TEXTE DE LECTURE »
L’impact des activités humaines sur la Terre est d’une telle intensité que cela entraîne des bouleversements d’ordre géologique, visibles jusque dans les sédiments. Si cette notion d’Anthropocène est largement répandue et utilisée dans le débat public et de nombreuses disciplines scientifiques, elle n’est pas officiellement reconnue par la communauté des géologues. Et pour cause : le groupe de travail sur l’Anthropocène a rejeté à une large majorité, début mars 2024, une proposition visant à acter ce changement d’époque.

CONSIGNES »
Répondez à ces questions sur le texte sur l'Anthropocène :
(a) Jusqu'où les bouleversements d'ordre géologique sont-ils visibles ?
(b) Quelle communauté ne reconnaît pas officiellement la notion d'Anthropocène ?
(c) À quel moment le groupe de travail sur l'Anthropocène a-t-il rejeté la proposition ?
Veuillez vous appuyer uniquement sur le texte sur l'Anthropocène.

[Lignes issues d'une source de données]

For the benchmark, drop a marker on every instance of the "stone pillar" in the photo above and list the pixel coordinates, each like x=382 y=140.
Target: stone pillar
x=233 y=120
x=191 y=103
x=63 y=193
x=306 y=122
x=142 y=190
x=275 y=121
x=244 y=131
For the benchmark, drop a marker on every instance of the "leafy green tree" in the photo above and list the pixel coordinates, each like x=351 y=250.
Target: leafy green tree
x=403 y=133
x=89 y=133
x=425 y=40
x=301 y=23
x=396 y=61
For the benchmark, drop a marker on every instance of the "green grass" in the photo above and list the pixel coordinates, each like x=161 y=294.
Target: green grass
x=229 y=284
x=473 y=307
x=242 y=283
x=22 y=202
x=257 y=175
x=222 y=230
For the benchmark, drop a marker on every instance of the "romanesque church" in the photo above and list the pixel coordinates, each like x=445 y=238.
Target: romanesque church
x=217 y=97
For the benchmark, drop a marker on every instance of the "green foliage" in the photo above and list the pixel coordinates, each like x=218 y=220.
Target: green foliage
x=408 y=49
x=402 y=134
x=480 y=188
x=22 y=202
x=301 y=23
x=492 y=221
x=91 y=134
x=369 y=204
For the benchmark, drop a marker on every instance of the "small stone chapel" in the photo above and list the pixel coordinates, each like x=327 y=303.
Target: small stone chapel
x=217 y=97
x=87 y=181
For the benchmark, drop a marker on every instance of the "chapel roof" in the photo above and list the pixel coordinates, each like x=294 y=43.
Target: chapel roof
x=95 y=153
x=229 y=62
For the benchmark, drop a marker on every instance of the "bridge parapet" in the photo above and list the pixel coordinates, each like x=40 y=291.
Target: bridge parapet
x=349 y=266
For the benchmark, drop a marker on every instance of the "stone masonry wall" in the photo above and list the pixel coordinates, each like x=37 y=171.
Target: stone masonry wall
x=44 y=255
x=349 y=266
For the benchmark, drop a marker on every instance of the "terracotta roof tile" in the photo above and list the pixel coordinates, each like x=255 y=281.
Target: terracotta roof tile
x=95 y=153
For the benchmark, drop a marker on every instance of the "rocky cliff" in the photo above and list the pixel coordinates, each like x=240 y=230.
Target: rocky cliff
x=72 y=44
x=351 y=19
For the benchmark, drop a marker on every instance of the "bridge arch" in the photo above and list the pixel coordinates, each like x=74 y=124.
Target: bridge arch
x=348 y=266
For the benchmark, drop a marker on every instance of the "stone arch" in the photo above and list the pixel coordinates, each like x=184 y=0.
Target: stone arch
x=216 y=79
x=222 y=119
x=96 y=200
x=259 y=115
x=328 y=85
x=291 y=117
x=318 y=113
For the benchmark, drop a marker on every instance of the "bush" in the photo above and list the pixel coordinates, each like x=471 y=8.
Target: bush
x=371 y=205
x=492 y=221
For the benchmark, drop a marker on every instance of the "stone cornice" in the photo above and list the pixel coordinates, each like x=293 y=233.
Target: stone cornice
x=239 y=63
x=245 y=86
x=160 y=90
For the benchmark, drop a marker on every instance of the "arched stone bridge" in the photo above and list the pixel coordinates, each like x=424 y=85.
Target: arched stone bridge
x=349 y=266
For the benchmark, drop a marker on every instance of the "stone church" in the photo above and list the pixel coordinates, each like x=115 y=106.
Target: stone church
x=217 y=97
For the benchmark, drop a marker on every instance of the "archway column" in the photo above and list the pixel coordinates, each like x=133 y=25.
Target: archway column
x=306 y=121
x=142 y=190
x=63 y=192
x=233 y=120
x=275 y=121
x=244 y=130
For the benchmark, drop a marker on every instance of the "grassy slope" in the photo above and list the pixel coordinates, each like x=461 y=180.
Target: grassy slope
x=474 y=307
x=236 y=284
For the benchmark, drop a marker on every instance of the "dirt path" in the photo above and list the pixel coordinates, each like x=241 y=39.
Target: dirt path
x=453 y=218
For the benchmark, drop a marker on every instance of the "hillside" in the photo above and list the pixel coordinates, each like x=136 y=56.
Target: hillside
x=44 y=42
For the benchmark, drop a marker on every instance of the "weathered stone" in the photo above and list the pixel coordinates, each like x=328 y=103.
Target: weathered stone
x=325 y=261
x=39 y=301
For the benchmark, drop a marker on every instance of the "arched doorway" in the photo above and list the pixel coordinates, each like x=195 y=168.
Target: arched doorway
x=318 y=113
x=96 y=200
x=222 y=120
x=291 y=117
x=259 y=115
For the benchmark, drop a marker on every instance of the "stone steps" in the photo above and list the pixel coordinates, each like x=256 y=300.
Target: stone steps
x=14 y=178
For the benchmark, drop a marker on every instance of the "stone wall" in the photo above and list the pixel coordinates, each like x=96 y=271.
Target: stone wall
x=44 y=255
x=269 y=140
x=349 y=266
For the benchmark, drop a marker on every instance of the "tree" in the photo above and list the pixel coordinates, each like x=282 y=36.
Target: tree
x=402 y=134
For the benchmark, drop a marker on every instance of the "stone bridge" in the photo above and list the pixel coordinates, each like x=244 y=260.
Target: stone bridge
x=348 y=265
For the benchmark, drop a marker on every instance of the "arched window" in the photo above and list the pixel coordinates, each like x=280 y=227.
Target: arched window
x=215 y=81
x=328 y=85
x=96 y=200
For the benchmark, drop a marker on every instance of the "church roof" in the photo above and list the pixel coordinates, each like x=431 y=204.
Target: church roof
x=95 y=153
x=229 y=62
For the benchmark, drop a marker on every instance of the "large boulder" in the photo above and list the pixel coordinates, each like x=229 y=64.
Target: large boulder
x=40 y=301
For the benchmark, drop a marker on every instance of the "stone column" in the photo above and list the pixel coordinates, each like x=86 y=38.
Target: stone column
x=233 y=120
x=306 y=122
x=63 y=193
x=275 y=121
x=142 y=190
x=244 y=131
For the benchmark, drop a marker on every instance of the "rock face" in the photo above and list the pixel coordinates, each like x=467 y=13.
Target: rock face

RÉPONSE RÉDIGÉE »
(a) Jusque dans les sédiments.
(b) La communauté des géologues.
(c) Début mars 2024.